Dass sich die Scharfmacher von der Deutsche Polizeigewerkschaft um Rainer Wendt (die im Gegensatz zu dem, was der Name suggeriert nur eine kleine Rand-Gewerkschaft ist) einer Anzeige genötigt sah, nahm man noch mit einem genervten Augenrollen hin. Dass die sonst etwas ernstzunehmendere Gewerkschaft der Polizei gleichzog, war schon eher enttäuschend. Immerhin war in jahrelangen Prozessen um Akronyme wie A.C.A.B. bereits gerichtlich geklärt worden, dass die Polizei als Ganzes nicht im juristischen Sinne beleidigt werden kann und andere Straftatbestände wie Volksverhetzung, die teilweise angedeutet wurden, waren noch alberner, da Polizisten keine Bevölkerungsgruppe nach § 130 Abs. 1 StGB darstellen (man hätte sich gefreut, wenn hochrangige Polizeifunktionären das klar wäre). Kurz: Man müsste ein ziemlicher Vollidiot sein, um dieses schon am Dienstag tote Pferd mehrere Tage später noch reiten zu wollen.

Auftritt Horst Seehopfer. Nachdem die CSU einige Tage vorher schon eine Art Steckbrief der Autorun als Meme verbreitete, steigt am 21. Junu in das Thema ein und teilte via Bild (was auch sonst) mit, dass er in seiner Funktion als Innenminister gedenke, Anzeige gegen die Journalistin zu stellen. Pressefreiheit? Nie was von gehört, wie es scheint.

Gut, über die Eignung von Seehofer für irgendein Amt muss man eigentlich seit den 80ern nicht mehr diskutieren, als er HIV-Infizierte internieren wollte. Es ist aber ein interessantes Beispiel für die Wirkung von Virtue Signaling, denn auch wenn die zahnlose Drohung an die eigene Blase gerichtet war, hat sie vor allem die Gegenseite mobilisiert. Selbst, wenn von der Mitte an Links die Glosse misslungen fand, sah sich nun genötigt, sich hinter die Autorin und ihr Recht, schlechte (und offensichtlich satirische) Texte zu veröffentlichen zu stellen.

━━━━━━━━

Greifen Sie den Kommentar über die Anzeigen gegen die Journalistin nach seinem letzten Satz auf und führen Sie ihn weiter.

Extrahierte Einträge -
━━━━━━━━

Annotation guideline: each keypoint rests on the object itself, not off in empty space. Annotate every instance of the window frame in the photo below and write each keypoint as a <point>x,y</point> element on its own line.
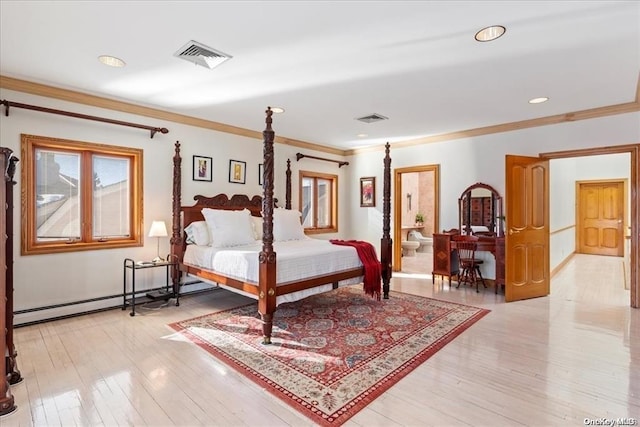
<point>333,228</point>
<point>86,150</point>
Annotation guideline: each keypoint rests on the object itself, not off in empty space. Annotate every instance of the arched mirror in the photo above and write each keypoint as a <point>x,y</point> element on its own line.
<point>480,211</point>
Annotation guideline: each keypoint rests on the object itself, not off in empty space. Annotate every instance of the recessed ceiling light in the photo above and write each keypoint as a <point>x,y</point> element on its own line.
<point>111,61</point>
<point>538,100</point>
<point>490,33</point>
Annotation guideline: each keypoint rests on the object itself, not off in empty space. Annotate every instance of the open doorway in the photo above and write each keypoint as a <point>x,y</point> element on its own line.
<point>417,197</point>
<point>587,165</point>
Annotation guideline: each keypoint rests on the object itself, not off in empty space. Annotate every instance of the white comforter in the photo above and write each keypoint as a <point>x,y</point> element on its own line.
<point>296,259</point>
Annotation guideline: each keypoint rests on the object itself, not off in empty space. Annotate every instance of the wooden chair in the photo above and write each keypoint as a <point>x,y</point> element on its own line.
<point>468,263</point>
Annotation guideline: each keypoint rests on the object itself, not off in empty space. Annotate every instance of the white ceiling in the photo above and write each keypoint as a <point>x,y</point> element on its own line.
<point>329,62</point>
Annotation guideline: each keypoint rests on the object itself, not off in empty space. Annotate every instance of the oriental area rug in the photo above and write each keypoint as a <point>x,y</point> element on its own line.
<point>332,353</point>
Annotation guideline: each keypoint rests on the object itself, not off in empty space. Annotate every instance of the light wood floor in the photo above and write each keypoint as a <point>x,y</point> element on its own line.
<point>557,360</point>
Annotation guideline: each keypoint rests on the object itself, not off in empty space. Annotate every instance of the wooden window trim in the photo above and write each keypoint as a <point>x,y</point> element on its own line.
<point>333,228</point>
<point>28,243</point>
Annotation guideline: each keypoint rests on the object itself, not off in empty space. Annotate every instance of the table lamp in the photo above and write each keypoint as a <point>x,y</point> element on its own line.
<point>158,229</point>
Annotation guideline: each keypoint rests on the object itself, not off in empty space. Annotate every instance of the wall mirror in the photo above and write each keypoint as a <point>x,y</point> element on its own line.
<point>480,211</point>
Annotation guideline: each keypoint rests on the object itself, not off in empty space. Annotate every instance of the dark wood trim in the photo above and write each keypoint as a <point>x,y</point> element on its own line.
<point>8,104</point>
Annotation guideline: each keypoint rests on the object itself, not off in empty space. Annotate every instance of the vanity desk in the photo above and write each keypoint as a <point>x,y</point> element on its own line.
<point>479,214</point>
<point>445,256</point>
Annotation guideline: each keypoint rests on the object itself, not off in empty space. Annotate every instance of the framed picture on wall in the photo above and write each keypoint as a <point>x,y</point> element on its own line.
<point>202,168</point>
<point>237,171</point>
<point>368,192</point>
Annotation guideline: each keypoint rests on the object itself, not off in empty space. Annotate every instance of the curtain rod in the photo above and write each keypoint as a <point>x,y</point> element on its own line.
<point>8,104</point>
<point>339,162</point>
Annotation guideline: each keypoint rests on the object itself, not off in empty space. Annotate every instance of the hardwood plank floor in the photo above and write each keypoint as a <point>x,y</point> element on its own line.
<point>571,356</point>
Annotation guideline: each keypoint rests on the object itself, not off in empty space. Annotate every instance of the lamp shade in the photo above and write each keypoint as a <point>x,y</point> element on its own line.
<point>158,229</point>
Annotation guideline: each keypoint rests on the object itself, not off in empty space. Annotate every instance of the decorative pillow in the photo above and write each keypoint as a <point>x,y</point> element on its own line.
<point>287,225</point>
<point>229,228</point>
<point>256,222</point>
<point>198,233</point>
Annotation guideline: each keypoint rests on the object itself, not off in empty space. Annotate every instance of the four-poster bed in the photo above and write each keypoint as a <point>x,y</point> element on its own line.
<point>269,282</point>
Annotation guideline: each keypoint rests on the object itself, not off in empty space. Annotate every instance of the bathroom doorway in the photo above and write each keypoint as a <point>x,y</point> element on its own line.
<point>416,196</point>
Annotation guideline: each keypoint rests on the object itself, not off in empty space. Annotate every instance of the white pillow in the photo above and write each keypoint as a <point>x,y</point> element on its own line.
<point>198,233</point>
<point>256,221</point>
<point>229,228</point>
<point>287,225</point>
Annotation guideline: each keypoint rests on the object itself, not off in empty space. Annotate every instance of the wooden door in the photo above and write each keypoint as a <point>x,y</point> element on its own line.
<point>527,272</point>
<point>601,218</point>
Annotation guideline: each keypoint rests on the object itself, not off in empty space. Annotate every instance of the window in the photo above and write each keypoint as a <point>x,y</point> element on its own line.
<point>79,196</point>
<point>319,202</point>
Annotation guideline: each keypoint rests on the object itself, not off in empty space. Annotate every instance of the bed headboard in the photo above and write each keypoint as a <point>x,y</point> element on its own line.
<point>221,201</point>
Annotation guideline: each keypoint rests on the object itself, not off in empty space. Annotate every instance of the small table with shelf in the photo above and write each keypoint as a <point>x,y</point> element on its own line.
<point>163,293</point>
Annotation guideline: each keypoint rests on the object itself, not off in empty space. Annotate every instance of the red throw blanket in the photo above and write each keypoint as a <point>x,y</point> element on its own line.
<point>372,267</point>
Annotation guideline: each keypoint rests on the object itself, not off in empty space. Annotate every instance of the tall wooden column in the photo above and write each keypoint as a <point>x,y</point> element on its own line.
<point>7,403</point>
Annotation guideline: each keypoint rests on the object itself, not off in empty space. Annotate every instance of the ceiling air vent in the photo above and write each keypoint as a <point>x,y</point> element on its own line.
<point>201,55</point>
<point>371,118</point>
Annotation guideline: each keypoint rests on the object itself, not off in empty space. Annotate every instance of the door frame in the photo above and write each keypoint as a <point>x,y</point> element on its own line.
<point>634,194</point>
<point>397,214</point>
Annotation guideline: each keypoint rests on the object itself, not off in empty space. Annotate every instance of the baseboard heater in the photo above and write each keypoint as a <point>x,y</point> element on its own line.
<point>115,305</point>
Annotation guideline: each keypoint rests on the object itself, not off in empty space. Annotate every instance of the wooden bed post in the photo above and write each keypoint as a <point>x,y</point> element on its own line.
<point>287,201</point>
<point>176,241</point>
<point>267,277</point>
<point>7,365</point>
<point>386,243</point>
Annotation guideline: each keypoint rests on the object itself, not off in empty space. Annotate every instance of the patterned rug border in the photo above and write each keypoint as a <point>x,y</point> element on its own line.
<point>358,402</point>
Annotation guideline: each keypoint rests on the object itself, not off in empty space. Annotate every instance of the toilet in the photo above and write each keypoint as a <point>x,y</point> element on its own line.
<point>426,243</point>
<point>409,247</point>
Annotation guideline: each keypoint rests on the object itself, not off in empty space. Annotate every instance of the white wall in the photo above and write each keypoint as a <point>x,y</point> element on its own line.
<point>44,280</point>
<point>482,159</point>
<point>563,176</point>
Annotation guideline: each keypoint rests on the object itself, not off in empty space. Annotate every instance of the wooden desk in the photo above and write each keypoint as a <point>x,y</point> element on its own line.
<point>445,256</point>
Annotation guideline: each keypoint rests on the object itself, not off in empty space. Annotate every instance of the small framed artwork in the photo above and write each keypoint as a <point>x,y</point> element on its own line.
<point>237,171</point>
<point>368,192</point>
<point>202,168</point>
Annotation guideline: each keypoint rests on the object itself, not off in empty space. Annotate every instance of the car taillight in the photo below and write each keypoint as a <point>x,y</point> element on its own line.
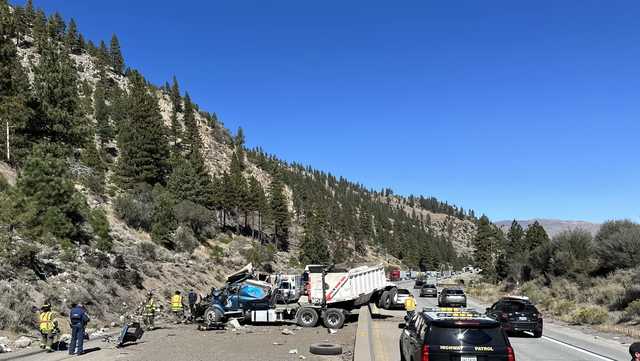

━━━━━━━━

Antwort -
Verstärkt wird diese Polarisierung noch durch den Versuch, rechter Teile der Union un der AfD, die Krawalle in Stuttgart mit der Aussage von Saskia Esken und dem Text von Hengameh Yaghoobifarah in Verbindung zu bringen. Dafür ist neben Unredlichkeit natürlich auch eine gehörige Portion Dummheit vonnöten. Das ist um so bedauerlicher, als dass beides eigentlich verbindende Themen sein könnten. Wer sich die endlose Liste an „Einzelfällen“ anschaut, kommt kaum umhin, anzuerkennen, dass wir eine Debatte über bestimmte Strömungen in der Polizei brauchen. Wer auf dem Boden des Grundgesetzes steht, kann das nicht mehr leugnen oder übersehen wollen. Gleichzeitig wären sich die Meisten quer über das Spektrum einig gewesen, dass diese Glosse dafür nicht der richtige Ansatz war. Jetzt sitzen wir alle wieder im Lager unsere politischen Stammes und schlagen die Kriegstrommeln.